• _Work required_: Quote the records below verbatim, from the line containing "Target: woman's right hand" up to and including the line containing "(1252, 430)". Reproduce only those lines.

• _Task input_:
-=-=-=-=-

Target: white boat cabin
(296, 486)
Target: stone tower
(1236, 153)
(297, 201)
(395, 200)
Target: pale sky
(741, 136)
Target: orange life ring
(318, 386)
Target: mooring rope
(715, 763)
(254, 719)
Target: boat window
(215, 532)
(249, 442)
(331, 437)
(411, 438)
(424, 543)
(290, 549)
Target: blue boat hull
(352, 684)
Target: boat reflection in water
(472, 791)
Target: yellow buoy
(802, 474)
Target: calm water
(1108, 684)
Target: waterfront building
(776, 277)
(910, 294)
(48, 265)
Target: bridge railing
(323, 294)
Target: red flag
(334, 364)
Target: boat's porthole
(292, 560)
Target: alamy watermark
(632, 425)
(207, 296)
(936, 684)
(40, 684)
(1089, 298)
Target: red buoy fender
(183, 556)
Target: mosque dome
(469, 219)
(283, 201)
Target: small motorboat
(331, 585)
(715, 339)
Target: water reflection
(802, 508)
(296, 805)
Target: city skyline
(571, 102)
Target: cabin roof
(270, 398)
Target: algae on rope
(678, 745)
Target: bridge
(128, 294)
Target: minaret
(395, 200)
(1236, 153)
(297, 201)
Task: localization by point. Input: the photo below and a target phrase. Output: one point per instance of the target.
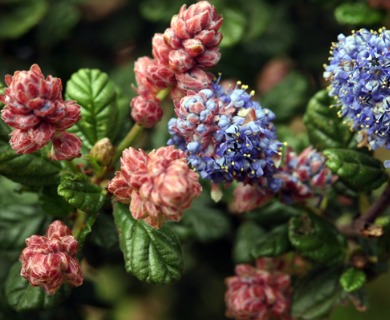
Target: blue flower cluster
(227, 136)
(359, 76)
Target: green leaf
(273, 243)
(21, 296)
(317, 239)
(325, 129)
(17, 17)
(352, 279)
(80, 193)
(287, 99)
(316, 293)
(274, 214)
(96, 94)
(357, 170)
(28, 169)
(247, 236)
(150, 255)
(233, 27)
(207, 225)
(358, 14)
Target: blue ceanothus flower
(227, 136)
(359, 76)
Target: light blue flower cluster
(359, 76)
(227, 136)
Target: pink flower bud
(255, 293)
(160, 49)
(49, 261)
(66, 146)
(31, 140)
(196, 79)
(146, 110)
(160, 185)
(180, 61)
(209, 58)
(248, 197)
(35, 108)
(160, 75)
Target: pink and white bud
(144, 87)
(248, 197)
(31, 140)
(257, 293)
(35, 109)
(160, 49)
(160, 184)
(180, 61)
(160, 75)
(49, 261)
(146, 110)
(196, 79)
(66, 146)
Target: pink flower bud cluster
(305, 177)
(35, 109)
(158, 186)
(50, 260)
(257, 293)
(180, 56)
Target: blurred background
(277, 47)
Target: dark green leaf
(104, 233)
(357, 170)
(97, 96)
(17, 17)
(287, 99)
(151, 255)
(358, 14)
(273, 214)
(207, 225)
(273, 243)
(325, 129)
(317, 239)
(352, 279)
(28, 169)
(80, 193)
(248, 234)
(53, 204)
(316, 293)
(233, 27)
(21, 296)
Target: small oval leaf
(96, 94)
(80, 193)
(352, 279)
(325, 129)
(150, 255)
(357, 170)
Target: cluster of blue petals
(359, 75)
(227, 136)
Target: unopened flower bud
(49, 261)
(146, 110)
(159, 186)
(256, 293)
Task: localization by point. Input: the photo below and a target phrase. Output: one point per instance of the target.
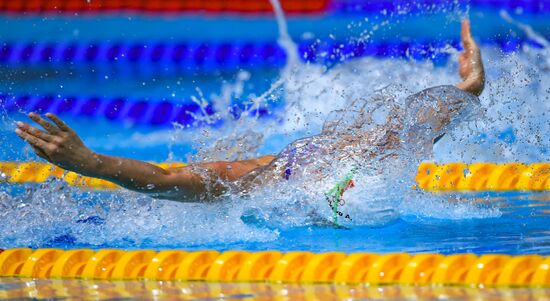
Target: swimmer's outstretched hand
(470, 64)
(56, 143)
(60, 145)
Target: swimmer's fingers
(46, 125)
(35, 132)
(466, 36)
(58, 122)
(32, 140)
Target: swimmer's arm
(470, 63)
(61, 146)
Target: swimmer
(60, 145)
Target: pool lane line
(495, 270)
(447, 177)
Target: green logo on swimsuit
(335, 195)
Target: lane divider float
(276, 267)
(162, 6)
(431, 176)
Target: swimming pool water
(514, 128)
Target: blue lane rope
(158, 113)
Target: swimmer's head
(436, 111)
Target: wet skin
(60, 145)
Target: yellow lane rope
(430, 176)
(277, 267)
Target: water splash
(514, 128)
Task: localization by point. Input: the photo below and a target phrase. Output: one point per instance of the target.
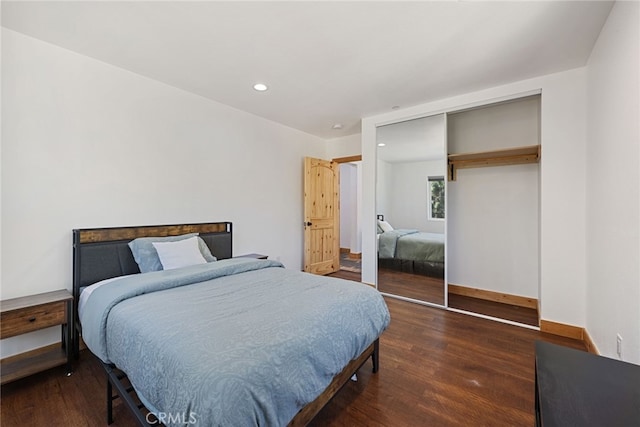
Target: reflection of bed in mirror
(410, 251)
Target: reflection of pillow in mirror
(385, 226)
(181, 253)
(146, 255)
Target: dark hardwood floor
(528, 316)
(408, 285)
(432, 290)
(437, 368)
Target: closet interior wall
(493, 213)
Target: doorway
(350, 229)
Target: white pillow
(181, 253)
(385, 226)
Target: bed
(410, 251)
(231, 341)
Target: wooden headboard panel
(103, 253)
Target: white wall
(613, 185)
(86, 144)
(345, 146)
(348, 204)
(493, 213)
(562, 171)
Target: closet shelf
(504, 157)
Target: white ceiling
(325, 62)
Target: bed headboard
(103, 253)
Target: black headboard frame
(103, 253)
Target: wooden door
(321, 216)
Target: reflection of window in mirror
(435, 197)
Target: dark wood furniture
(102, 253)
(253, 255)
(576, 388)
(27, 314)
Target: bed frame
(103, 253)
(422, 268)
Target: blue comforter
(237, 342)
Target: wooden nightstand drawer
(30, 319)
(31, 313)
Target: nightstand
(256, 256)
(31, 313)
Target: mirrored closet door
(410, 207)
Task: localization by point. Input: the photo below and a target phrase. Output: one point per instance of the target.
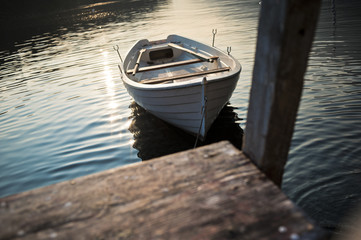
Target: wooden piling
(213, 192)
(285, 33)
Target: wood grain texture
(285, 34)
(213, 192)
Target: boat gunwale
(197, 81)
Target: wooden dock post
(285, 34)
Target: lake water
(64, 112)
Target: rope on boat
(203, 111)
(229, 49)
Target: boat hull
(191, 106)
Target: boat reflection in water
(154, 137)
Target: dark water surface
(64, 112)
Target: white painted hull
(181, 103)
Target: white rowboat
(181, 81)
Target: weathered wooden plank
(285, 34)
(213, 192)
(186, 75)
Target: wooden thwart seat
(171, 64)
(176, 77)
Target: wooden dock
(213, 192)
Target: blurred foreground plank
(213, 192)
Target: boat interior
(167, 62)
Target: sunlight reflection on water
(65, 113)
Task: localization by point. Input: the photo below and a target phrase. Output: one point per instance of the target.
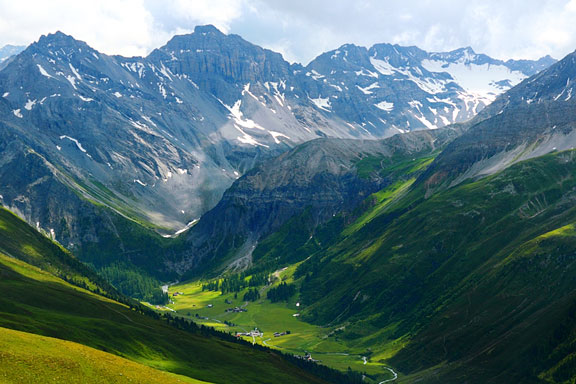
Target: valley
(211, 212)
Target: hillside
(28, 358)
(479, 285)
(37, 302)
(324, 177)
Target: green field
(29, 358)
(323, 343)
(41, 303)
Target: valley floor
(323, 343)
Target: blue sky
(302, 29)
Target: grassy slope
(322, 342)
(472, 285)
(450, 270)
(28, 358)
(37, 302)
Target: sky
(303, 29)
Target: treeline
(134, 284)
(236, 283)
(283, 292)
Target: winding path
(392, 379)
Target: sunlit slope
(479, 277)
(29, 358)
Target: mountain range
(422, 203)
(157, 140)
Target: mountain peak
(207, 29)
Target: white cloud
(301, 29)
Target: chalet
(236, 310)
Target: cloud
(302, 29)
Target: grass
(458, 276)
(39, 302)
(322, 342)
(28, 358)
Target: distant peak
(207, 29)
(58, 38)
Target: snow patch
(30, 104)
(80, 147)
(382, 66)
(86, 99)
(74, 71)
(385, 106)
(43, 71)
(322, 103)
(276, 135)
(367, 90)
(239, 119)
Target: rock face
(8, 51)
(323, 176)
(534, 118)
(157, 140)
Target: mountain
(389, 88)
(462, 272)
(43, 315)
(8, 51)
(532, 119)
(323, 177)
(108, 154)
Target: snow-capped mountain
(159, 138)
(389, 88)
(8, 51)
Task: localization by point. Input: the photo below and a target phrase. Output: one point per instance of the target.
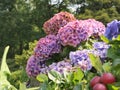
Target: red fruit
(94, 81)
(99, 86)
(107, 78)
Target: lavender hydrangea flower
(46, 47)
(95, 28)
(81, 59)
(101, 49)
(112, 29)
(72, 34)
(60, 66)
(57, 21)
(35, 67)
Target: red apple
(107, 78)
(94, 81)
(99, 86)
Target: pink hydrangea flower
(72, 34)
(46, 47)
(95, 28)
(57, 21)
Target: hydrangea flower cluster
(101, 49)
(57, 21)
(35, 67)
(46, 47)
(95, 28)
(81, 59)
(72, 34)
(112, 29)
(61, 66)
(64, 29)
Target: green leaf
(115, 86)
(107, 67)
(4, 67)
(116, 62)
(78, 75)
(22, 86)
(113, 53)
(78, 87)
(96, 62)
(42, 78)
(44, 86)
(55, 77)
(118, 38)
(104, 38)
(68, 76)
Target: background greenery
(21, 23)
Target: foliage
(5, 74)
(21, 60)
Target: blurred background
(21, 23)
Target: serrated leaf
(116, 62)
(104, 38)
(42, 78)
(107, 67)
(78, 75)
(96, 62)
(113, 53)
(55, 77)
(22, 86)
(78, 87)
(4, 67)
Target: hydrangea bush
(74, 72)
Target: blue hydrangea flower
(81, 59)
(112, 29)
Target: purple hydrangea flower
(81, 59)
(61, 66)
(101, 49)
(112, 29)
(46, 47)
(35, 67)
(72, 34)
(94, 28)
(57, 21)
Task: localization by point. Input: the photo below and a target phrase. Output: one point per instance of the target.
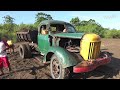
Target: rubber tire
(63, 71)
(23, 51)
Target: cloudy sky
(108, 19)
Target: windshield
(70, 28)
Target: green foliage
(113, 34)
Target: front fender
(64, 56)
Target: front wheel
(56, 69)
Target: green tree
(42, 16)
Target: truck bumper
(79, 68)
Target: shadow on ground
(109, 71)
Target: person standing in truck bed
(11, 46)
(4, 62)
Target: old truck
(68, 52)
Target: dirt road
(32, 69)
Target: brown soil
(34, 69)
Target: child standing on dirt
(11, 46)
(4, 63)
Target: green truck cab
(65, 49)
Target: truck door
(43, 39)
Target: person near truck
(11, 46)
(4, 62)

-=-=-=-=-

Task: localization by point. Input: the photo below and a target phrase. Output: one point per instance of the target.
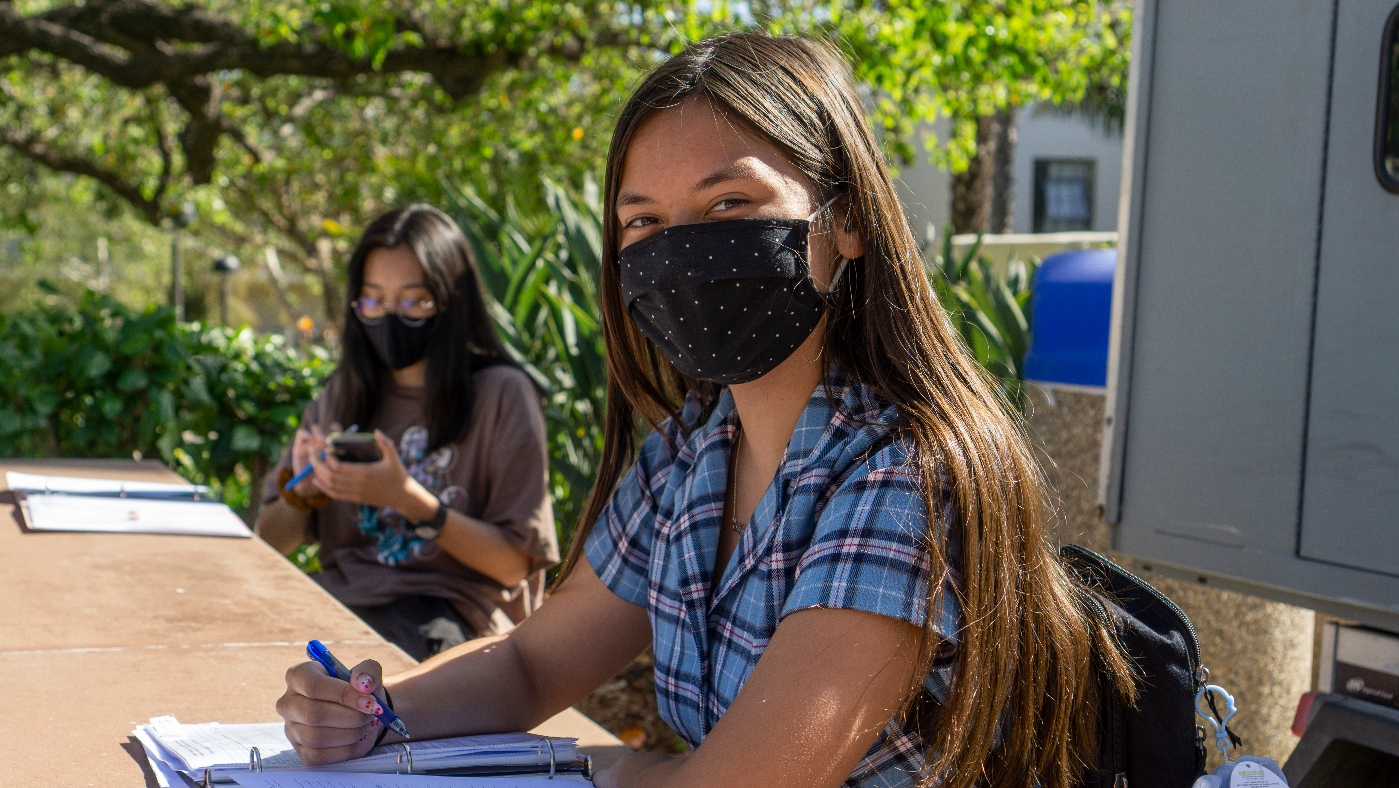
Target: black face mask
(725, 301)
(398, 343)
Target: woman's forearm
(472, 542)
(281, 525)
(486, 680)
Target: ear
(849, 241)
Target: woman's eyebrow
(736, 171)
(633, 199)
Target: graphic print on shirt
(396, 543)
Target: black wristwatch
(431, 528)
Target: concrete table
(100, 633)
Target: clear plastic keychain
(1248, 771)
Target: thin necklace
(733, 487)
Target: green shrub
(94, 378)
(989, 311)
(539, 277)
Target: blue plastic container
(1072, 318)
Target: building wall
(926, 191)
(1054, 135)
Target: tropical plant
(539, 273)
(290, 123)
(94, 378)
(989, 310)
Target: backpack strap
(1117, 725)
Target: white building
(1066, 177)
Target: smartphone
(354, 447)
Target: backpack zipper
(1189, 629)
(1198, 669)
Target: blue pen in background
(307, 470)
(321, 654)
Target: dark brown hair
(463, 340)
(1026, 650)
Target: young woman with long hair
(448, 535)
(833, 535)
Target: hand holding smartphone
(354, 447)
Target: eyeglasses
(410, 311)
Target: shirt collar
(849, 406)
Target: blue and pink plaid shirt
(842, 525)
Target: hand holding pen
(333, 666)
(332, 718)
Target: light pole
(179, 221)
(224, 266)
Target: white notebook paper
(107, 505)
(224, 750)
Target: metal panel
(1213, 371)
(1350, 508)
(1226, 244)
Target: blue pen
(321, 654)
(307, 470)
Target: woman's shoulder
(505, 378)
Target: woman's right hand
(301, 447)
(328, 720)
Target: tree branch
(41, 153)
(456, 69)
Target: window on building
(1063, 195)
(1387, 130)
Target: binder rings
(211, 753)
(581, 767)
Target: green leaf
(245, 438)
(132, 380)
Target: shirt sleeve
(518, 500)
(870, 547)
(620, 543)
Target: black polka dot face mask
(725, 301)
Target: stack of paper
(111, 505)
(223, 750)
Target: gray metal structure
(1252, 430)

-=-=-=-=-

• _Finished answer_:
Target: woman's right hand
(301, 447)
(328, 720)
Target: tree branch
(41, 153)
(456, 69)
Target: window on building
(1063, 195)
(1387, 130)
Target: binder rings
(211, 753)
(581, 767)
Target: green leaf
(245, 438)
(132, 380)
Target: shirt sleeve
(518, 500)
(870, 547)
(620, 543)
Target: black polka dot face mask
(725, 301)
Target: stack of paper
(111, 505)
(223, 750)
Target: gray metal structure
(1252, 430)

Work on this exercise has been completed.